Written task: Can you recast the items from the start of the list through the line containing "[1426, 686]", inclusive, as a two-column CSV headed item_text and answer, with one row per item? Put each item's text and its answer in a single quoted field, with line breaks turned into spaces, and leave out every later item.

Working data:
○ ○ ○ ○ ○ ○ ○

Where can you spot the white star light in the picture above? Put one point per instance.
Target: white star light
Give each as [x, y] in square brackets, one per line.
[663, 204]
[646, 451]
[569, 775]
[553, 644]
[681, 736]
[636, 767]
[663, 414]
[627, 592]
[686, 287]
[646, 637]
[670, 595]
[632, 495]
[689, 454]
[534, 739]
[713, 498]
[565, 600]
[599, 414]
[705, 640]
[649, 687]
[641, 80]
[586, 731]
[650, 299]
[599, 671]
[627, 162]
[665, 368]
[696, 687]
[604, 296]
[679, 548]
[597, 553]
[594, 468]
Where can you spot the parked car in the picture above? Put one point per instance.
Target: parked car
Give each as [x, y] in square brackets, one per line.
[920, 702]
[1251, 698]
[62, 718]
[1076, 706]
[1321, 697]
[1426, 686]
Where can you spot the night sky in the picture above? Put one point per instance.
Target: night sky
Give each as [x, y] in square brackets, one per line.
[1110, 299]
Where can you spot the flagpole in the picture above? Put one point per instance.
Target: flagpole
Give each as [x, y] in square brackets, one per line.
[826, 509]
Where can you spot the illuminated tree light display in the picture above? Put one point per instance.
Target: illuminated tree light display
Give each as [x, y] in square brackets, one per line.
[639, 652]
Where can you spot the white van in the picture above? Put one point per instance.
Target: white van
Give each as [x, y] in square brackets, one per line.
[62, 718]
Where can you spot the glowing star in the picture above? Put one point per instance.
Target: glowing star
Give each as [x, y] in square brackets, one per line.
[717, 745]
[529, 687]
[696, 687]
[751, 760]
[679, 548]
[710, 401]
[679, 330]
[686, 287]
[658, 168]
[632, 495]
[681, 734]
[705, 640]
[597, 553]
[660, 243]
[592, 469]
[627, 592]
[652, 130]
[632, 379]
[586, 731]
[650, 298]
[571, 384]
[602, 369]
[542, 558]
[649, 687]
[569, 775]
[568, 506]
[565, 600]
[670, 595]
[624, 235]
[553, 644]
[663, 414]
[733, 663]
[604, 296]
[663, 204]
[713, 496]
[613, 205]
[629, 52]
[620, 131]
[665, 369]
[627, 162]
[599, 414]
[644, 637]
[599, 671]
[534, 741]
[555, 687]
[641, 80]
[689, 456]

○ ○ ○ ○ ○ ○ ○

Answer to this problem:
item_text,answer
"Where can you spot the white star light in the picture above? Put one point per instance. Target: white star light Give each as [x, y] in square brackets, one per line.","[663, 204] [646, 451] [569, 775] [553, 644] [681, 736] [636, 767] [663, 414] [627, 592] [686, 287] [646, 637] [670, 595] [632, 495] [689, 454] [534, 739] [713, 498] [565, 600] [599, 414] [705, 640] [649, 687] [641, 80] [586, 731] [650, 299] [599, 671] [627, 162] [665, 368] [696, 687] [604, 296] [679, 548] [597, 553] [594, 468]"
"Where can you spot the parked car in the picture above? Put one point per instance. Target: parked car Give each as [x, y] in square brackets, one per line.","[920, 702] [1251, 698] [62, 718] [1076, 706] [1321, 697] [1426, 686]"